+++ Given information +++

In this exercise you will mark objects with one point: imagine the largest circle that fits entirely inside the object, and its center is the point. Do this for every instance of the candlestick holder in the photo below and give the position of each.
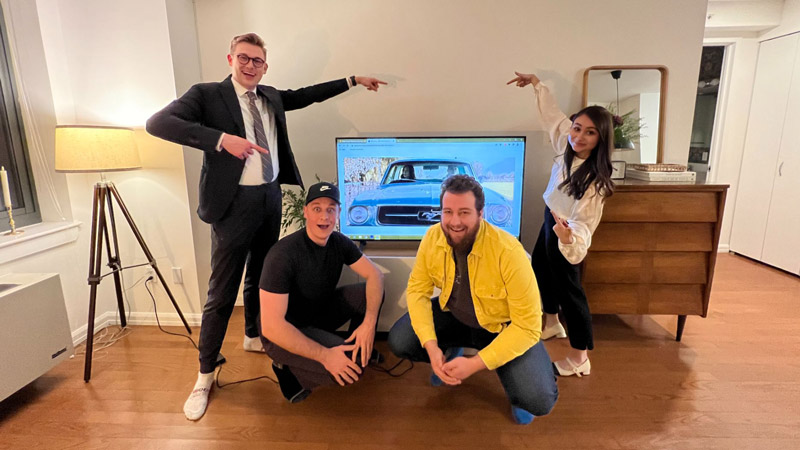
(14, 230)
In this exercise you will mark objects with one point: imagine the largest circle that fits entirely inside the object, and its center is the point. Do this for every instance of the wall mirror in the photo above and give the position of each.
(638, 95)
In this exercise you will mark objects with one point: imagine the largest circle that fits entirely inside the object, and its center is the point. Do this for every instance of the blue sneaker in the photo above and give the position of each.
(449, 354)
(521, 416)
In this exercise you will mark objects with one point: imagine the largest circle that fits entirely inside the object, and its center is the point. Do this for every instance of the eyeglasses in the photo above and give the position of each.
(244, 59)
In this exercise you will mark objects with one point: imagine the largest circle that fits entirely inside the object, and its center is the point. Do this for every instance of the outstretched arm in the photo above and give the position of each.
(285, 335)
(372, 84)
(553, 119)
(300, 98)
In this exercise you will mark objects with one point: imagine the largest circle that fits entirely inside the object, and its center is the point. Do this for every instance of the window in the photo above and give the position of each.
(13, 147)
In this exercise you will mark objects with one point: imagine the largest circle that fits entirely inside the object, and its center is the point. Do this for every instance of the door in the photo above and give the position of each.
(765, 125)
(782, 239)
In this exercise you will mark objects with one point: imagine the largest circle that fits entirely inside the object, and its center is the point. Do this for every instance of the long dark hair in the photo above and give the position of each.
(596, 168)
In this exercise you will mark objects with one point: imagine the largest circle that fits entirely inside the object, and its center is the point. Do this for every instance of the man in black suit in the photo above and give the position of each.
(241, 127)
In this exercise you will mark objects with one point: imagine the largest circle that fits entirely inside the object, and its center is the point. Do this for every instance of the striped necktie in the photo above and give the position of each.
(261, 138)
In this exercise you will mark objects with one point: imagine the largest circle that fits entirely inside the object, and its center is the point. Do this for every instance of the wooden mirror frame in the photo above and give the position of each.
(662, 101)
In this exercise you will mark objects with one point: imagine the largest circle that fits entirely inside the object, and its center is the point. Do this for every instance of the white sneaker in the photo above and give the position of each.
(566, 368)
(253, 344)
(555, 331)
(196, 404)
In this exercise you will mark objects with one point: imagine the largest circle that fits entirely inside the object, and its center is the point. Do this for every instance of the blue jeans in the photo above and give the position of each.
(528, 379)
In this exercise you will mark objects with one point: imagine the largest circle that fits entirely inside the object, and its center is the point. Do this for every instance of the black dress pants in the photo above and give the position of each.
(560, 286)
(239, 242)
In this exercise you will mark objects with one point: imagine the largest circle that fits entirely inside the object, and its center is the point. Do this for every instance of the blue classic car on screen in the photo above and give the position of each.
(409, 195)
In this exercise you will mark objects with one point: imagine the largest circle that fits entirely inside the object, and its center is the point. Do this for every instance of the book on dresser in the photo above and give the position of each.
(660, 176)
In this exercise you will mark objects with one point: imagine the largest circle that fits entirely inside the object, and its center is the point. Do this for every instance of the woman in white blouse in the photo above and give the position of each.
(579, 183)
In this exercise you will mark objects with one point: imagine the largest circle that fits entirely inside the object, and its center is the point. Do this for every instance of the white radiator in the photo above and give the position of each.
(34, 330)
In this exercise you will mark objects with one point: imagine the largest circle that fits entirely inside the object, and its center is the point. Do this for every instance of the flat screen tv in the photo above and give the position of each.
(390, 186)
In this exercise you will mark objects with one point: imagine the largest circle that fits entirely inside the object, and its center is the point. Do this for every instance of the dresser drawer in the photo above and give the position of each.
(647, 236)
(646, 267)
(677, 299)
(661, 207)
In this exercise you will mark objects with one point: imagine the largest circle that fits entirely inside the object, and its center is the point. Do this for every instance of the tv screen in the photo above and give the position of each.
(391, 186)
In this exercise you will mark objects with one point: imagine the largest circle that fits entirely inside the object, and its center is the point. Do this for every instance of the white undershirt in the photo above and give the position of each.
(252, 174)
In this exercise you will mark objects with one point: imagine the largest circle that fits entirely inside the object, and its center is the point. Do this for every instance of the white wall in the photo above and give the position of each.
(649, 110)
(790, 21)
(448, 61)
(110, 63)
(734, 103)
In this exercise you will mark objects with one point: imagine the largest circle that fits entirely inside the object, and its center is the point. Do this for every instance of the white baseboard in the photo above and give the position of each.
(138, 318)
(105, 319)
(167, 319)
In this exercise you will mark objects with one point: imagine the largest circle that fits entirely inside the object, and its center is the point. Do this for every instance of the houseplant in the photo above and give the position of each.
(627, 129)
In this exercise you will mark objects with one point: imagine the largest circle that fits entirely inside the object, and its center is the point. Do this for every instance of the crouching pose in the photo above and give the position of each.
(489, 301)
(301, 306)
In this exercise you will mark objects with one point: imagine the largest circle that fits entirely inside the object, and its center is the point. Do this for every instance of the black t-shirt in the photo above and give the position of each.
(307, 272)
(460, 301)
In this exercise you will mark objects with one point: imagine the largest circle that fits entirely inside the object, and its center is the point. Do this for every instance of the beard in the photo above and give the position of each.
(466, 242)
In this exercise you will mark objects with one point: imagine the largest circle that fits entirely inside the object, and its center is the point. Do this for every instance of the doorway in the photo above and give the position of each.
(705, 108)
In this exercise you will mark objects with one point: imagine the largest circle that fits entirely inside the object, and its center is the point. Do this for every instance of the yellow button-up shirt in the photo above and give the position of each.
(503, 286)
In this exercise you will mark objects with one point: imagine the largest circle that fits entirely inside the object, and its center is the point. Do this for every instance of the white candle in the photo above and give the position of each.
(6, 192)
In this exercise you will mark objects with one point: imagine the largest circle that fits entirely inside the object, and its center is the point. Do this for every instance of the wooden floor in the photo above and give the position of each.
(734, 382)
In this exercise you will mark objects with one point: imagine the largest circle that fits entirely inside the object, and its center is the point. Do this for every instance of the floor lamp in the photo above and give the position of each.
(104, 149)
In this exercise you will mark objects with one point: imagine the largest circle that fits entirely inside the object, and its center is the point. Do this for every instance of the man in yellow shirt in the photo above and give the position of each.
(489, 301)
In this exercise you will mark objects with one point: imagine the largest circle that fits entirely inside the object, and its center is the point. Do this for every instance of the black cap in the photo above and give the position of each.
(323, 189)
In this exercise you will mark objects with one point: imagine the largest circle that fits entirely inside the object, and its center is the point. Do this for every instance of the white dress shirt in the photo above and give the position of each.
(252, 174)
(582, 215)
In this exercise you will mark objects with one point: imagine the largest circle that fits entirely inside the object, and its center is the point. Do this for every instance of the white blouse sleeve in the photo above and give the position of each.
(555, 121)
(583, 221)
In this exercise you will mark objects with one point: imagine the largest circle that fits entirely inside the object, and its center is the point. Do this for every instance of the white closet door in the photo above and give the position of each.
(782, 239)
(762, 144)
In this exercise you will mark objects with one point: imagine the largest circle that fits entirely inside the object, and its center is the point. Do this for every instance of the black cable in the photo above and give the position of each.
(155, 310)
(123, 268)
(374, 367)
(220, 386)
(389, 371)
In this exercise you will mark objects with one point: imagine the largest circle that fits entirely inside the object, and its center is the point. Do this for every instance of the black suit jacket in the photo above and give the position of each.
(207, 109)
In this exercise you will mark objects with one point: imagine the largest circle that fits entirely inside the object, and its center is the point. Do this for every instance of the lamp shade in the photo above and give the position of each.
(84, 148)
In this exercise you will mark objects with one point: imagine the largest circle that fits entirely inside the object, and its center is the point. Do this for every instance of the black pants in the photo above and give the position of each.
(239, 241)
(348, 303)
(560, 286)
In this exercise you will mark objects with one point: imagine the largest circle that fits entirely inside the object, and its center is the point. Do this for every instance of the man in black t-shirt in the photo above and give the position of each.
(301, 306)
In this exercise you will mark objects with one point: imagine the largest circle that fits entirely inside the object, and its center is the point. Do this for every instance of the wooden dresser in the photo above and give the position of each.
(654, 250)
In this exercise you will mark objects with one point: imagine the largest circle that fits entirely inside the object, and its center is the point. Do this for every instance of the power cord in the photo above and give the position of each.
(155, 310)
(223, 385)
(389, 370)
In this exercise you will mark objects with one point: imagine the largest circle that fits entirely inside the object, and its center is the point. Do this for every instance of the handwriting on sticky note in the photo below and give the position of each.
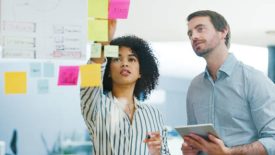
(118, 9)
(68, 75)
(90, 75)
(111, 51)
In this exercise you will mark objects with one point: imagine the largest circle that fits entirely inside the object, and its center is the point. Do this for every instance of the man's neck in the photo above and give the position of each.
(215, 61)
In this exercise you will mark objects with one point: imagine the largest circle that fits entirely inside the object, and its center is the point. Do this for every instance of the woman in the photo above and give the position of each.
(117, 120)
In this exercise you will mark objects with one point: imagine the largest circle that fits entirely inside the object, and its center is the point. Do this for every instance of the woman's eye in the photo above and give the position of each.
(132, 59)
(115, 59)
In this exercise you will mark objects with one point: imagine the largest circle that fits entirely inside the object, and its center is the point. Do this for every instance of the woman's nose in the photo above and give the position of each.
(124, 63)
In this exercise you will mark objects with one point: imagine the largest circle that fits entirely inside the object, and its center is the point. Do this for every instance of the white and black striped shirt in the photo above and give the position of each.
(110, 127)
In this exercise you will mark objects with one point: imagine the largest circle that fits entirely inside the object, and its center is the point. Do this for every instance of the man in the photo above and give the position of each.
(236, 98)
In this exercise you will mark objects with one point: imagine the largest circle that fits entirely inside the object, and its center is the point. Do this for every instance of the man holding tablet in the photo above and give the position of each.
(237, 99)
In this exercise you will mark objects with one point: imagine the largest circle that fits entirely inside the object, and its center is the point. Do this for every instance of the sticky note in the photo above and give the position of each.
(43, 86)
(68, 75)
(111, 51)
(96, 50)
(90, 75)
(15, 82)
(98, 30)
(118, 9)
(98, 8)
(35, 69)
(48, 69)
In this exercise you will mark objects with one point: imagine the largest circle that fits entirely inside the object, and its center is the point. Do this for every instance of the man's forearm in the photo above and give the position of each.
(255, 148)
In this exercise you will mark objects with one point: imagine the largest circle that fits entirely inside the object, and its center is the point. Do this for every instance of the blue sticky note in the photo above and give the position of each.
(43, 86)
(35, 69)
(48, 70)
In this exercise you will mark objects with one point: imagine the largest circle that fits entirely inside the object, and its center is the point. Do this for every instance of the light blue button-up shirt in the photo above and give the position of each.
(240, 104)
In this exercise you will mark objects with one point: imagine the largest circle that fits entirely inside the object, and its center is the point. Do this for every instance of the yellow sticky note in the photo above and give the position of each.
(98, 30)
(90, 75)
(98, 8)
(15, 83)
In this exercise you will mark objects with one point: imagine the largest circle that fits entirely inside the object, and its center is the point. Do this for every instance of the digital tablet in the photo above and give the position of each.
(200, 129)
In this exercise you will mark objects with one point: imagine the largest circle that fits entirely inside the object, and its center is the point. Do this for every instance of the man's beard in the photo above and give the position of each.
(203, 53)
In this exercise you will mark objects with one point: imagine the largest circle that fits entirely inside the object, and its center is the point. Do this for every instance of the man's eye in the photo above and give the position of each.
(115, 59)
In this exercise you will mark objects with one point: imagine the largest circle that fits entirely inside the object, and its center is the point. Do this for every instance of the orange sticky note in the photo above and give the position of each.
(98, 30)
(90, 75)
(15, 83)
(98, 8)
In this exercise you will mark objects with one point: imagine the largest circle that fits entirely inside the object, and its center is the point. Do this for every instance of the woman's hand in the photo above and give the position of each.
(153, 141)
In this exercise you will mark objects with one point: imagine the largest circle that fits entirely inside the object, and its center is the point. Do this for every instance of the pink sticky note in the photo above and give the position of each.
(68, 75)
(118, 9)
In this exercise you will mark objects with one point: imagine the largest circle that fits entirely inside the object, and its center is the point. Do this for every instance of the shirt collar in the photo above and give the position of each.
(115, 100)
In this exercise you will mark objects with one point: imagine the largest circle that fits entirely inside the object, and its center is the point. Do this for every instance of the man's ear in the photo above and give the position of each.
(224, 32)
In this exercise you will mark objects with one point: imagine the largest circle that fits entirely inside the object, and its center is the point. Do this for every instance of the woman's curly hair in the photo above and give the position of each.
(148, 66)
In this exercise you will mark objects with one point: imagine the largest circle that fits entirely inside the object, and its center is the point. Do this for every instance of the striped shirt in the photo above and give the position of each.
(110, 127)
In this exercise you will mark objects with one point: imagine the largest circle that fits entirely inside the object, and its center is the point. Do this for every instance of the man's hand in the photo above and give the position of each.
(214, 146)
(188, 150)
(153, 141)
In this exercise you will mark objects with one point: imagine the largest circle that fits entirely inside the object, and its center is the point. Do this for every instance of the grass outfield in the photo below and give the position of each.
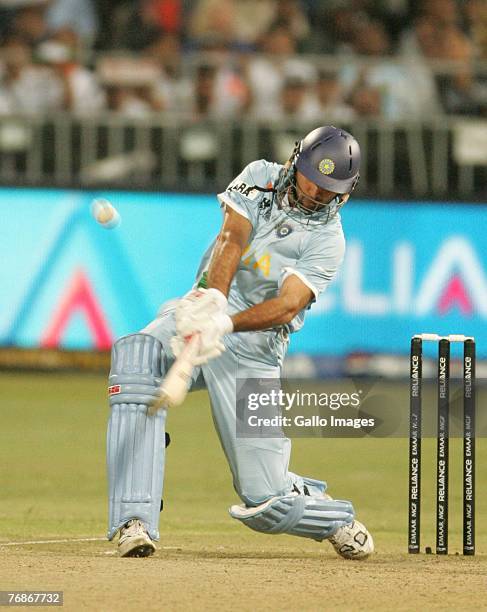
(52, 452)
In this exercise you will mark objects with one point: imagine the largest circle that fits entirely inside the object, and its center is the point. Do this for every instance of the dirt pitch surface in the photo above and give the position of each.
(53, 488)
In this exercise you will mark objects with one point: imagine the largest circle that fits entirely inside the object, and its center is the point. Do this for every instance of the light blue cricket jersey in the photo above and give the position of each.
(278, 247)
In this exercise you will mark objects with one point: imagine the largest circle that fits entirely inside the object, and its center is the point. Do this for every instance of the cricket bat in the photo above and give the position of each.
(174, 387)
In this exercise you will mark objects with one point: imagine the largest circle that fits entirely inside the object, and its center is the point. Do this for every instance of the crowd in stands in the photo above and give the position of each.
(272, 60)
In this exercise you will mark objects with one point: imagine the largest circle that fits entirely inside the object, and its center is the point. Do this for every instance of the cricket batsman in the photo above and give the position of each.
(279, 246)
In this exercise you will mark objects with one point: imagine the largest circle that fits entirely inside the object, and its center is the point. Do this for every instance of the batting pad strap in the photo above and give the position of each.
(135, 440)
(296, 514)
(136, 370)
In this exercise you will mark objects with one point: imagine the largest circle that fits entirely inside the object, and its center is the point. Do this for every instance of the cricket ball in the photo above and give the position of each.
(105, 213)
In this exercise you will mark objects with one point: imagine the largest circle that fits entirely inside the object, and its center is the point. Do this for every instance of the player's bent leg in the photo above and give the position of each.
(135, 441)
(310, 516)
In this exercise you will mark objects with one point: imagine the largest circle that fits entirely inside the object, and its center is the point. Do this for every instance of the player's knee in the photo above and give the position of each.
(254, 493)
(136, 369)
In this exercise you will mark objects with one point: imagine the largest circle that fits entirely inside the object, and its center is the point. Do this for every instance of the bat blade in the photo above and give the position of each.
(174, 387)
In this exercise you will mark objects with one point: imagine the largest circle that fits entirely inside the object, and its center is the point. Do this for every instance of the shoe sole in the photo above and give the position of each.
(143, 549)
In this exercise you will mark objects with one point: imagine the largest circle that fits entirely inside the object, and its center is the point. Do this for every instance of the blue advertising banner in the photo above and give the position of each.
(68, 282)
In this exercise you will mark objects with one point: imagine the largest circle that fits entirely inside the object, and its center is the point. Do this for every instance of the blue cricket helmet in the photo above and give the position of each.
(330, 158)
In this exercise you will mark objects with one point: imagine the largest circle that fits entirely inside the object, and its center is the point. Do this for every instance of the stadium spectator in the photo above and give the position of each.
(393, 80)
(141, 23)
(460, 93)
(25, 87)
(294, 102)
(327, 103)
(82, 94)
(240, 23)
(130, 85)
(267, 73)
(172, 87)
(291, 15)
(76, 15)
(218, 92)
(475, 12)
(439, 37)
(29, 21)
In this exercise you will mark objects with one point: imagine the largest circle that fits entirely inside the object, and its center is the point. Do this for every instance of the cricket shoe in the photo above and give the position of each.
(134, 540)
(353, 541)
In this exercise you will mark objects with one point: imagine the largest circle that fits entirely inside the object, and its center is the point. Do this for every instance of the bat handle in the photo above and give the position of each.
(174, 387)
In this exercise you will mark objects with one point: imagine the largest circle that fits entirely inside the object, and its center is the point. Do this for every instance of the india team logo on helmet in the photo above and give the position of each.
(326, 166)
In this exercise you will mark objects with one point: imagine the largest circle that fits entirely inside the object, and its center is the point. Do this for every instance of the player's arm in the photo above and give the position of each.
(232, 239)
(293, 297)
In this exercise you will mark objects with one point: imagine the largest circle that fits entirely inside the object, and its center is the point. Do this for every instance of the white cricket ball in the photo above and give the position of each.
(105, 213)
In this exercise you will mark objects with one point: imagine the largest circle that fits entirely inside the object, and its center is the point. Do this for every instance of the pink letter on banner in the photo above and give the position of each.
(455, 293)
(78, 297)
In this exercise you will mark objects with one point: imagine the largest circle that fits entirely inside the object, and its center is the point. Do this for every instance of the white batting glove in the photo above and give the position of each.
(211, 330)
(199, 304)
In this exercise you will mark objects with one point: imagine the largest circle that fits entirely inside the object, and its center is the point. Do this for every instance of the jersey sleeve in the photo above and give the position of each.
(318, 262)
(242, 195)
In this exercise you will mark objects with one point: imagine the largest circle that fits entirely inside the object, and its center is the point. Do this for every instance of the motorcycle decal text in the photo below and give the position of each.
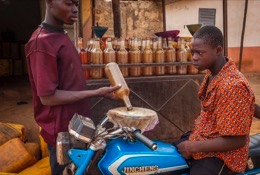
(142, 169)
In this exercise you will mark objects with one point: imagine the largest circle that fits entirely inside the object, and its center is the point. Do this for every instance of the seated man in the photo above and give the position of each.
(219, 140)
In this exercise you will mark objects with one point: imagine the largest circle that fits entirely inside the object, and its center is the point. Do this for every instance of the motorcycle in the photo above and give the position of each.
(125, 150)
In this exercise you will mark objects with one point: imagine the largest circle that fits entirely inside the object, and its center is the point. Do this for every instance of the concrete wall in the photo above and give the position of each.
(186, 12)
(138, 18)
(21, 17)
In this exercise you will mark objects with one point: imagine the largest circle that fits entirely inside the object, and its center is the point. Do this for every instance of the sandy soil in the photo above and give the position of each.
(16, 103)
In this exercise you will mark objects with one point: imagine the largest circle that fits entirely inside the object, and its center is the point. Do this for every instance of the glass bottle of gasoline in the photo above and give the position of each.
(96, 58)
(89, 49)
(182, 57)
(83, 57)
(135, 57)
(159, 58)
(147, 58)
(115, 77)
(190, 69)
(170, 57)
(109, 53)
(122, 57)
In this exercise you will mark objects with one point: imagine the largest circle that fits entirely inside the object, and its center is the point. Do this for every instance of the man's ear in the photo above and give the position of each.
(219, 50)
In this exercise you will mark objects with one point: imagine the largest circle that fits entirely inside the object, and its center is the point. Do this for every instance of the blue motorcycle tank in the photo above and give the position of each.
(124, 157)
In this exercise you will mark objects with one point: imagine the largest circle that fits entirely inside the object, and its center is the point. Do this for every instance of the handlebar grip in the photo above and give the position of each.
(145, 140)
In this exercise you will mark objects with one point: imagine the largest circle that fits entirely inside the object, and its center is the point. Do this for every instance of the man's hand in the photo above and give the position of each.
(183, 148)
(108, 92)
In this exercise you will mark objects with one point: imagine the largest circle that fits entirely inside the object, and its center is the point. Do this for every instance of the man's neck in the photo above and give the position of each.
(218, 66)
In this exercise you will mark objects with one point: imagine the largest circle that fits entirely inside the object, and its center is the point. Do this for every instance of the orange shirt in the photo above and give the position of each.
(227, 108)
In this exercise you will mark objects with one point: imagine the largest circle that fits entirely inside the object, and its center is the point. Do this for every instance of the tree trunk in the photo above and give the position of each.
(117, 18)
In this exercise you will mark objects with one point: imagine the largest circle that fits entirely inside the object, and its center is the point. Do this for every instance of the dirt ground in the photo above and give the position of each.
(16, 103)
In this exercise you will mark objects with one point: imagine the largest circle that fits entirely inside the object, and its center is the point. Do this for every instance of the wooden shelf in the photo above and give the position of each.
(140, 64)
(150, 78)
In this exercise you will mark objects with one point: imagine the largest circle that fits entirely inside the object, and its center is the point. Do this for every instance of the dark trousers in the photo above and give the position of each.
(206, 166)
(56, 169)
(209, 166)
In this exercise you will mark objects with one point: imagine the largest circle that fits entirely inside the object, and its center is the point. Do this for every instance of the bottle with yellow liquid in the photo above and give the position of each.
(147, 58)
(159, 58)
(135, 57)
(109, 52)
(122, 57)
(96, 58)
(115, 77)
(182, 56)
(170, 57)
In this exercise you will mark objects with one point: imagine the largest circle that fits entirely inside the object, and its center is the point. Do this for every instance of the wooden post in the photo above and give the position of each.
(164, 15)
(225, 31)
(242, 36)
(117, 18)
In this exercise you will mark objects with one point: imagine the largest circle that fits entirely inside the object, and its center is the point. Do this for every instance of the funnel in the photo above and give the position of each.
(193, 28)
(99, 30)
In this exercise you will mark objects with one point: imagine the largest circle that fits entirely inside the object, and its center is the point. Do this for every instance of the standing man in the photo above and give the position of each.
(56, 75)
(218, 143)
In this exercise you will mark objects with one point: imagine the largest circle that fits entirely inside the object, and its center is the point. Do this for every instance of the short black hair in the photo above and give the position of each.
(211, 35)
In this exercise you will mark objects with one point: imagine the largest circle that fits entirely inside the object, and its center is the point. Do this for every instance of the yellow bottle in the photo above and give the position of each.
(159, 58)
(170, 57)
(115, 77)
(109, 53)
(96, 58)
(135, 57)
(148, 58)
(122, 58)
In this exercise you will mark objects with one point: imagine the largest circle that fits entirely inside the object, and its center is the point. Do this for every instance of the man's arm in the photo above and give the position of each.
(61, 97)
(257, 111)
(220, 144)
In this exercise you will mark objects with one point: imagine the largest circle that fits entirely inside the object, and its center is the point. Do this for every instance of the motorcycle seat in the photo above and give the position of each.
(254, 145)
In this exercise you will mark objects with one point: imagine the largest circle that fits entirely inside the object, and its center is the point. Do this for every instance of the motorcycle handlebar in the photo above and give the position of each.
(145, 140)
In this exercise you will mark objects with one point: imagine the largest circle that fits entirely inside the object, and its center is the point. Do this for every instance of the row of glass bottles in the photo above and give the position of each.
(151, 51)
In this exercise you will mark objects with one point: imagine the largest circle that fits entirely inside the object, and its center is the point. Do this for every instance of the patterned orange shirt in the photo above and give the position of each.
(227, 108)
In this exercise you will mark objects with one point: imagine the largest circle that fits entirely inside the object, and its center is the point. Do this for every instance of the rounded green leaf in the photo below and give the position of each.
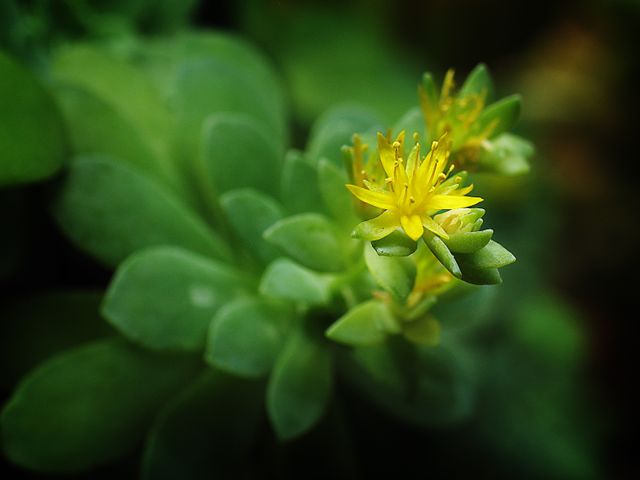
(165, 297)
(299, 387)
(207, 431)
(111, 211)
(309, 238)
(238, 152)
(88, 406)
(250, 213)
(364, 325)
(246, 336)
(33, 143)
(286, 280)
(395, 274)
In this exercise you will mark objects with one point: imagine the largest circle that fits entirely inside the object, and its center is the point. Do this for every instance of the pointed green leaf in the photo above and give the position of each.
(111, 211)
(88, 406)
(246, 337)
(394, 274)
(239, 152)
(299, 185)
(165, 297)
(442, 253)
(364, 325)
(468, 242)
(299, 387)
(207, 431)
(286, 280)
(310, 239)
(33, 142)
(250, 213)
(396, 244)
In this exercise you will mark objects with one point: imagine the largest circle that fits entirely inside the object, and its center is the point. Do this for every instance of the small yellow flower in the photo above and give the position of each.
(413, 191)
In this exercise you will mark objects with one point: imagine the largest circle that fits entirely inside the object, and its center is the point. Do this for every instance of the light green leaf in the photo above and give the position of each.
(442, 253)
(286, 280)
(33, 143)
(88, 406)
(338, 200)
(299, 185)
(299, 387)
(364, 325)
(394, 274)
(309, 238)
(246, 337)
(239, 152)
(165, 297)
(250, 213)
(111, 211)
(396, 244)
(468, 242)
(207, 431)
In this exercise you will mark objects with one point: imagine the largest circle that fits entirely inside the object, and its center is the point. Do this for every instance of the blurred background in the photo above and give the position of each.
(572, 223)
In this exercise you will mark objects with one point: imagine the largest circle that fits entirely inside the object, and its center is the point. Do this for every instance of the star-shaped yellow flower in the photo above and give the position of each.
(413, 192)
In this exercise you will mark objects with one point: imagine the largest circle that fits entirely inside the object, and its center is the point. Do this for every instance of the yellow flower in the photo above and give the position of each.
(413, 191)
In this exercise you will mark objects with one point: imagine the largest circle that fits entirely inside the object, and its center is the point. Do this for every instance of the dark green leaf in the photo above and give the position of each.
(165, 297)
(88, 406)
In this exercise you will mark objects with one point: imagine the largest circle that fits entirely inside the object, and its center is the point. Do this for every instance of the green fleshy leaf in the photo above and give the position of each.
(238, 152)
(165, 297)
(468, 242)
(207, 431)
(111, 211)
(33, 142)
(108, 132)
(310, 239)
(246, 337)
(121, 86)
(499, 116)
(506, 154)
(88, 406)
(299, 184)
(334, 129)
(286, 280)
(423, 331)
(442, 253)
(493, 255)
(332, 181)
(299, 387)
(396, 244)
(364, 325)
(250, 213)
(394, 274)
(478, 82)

+++

Transcribe exactly, and only, the lines from the one bearing "the dark green" through the last line of the entries, counting both.

**Reply:**
In this exercise you will mark objects with one point: imagine the largest circle that fits entirely inside the object, and its center is the point. Do this for every instance of the dark green leaf in the photo above and give the position of each.
(165, 297)
(88, 406)
In this exercise you will mark objects with one point: imagine the largest circle that fits entirely inside the object, and its center is the point. Do this for every instance of the green fleshy leaf in the photo above and give the position of each.
(238, 152)
(165, 297)
(468, 242)
(207, 431)
(111, 211)
(33, 142)
(108, 132)
(310, 239)
(246, 337)
(121, 86)
(499, 116)
(506, 154)
(88, 406)
(299, 184)
(334, 129)
(286, 280)
(423, 331)
(442, 253)
(493, 255)
(332, 181)
(299, 387)
(396, 244)
(364, 325)
(250, 213)
(394, 274)
(478, 82)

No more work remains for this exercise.